Exercise instructions: In the abstract below, how do the joint policies produced by the proposed mechanism compare with those from existing methods?

Text provided:
Abstract
In making practical decisions, agents are expected to comply with ideals of behaviour, or norms. In reality, it may not be possible for an individual, or a team of agents, to be fully compliant—actual behaviour often differs from the ideal. The question we address in this paper is how we can design agents that act in such a way that they select collective strategies to avoid more critical failures (norm violations), and mitigate the effects of violations that do occur. We model the normative requirements of a system through contrary-to-duty obligations and violation severity levels, and propose a novel multi-agent planning mechanism based on Decentralised POMDPs that uses a qualitative reward function to capture levels of compliance: N-Dec-POMDPs. We develop mechanisms for solving this type of multi-agent planning problem and show, through empirical analysis, that joint policies generated are equally as good as those produced through existing methods but with significant reductions in execution time.

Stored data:

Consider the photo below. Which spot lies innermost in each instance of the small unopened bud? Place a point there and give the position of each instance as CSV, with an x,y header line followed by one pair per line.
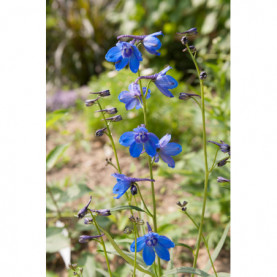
x,y
134,189
203,75
114,118
91,102
186,96
103,93
100,132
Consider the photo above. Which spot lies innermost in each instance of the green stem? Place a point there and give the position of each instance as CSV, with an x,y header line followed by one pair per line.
x,y
103,243
205,242
150,168
205,159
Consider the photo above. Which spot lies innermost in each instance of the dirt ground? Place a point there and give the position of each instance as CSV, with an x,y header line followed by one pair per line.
x,y
91,165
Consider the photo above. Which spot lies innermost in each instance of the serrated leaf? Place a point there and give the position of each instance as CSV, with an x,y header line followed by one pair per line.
x,y
190,270
120,208
218,247
54,155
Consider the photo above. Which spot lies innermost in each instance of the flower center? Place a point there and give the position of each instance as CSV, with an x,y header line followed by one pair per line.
x,y
141,137
127,50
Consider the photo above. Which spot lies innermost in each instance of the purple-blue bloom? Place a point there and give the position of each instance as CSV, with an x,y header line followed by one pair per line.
x,y
152,43
167,149
132,98
124,53
124,183
151,243
138,139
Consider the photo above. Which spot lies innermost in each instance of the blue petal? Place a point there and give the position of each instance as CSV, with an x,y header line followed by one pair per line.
x,y
148,255
167,159
162,252
121,64
164,140
135,149
120,188
172,149
134,64
113,55
140,244
127,138
131,104
165,242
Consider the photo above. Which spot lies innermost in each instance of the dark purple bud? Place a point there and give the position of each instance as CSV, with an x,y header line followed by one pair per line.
x,y
134,189
102,93
184,40
100,132
191,47
222,162
88,220
103,212
186,96
109,111
225,148
191,31
149,227
222,180
203,75
114,118
84,239
91,102
83,211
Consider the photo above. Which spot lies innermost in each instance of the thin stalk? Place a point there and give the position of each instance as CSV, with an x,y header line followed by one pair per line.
x,y
103,243
150,168
205,159
205,242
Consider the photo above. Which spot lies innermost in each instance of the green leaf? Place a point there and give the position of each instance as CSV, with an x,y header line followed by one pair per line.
x,y
120,208
55,240
54,155
184,269
218,247
123,255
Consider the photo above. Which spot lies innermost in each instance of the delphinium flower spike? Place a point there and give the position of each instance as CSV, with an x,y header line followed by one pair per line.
x,y
132,98
139,138
124,183
162,81
152,243
167,149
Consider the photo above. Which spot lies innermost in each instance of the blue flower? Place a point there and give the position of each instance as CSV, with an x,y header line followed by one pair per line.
x,y
124,53
124,183
167,149
152,43
132,98
165,82
138,139
151,243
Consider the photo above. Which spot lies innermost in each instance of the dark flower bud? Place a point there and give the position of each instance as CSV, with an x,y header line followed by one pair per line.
x,y
103,93
100,132
203,75
84,239
134,189
186,96
222,162
128,230
114,118
91,102
88,220
83,211
191,31
184,40
191,47
222,180
109,111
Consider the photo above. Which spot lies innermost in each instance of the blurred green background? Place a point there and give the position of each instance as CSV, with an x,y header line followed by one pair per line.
x,y
79,34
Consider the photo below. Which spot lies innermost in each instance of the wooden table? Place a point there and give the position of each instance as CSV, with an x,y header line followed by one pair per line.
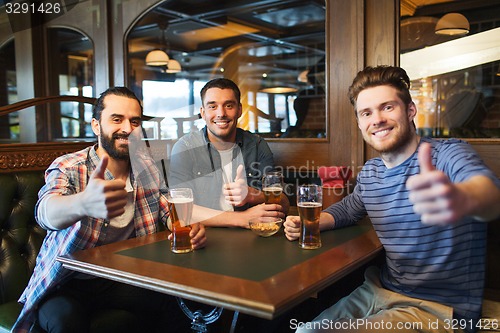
x,y
237,270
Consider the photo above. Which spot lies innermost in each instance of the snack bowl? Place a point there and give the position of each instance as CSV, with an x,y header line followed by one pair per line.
x,y
265,226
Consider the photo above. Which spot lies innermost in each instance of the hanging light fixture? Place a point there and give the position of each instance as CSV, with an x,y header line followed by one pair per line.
x,y
271,84
452,24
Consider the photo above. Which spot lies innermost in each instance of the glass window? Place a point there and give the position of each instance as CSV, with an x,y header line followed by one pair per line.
x,y
9,124
452,55
177,47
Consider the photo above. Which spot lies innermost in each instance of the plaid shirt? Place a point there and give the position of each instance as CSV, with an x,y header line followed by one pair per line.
x,y
68,175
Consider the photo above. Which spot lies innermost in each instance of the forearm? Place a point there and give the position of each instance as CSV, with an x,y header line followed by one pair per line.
x,y
60,211
482,198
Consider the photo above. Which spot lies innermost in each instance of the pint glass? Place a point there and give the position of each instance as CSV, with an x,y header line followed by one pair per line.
x,y
272,187
181,208
309,204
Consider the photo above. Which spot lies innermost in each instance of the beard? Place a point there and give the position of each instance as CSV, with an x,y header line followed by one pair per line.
x,y
108,143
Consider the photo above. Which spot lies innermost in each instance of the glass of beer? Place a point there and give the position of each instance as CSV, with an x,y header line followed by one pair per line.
x,y
180,202
272,187
309,203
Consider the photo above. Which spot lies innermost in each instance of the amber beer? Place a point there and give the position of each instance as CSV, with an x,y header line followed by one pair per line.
x,y
272,194
309,225
181,210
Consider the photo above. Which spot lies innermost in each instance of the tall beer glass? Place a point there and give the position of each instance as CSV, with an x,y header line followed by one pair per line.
x,y
272,187
309,203
181,209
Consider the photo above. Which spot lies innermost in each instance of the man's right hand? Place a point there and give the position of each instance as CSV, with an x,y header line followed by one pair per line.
x,y
102,198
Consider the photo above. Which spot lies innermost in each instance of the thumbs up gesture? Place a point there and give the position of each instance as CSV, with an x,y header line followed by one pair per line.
x,y
432,194
236,192
104,198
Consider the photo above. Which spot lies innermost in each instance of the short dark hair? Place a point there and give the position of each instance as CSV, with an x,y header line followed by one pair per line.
x,y
117,91
379,76
221,83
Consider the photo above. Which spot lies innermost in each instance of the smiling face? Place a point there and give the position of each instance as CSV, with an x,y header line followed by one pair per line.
x,y
386,122
120,117
221,111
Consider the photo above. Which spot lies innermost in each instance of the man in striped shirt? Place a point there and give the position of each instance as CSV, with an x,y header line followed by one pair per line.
x,y
429,201
99,195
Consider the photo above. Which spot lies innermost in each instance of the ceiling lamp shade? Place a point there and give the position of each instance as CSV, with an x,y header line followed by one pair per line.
x,y
452,24
173,66
157,58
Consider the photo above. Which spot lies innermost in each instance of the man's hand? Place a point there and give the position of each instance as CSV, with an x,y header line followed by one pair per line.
x,y
102,198
292,227
236,193
433,195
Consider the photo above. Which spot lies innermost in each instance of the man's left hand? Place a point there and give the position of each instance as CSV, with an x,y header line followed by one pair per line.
x,y
236,193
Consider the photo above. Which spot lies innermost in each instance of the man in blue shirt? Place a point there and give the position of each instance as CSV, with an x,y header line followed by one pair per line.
x,y
428,201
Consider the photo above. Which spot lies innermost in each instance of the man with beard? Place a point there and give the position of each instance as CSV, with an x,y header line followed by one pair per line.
x,y
428,201
224,164
99,195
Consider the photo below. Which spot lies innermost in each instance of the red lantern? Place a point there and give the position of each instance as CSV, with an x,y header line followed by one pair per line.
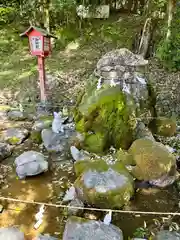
x,y
40,46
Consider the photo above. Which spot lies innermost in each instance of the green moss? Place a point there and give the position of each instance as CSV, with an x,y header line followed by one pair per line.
x,y
114,198
163,126
152,159
95,143
125,157
36,137
82,166
80,126
5,108
109,114
13,140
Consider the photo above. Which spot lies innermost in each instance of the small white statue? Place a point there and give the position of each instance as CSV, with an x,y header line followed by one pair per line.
x,y
57,124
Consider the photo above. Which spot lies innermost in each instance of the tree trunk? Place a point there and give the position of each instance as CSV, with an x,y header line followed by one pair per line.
x,y
130,5
47,15
170,10
145,38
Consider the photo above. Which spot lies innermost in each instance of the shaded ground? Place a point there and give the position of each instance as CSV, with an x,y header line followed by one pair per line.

Correct response: They are equally as good, with significant reductions in execution time.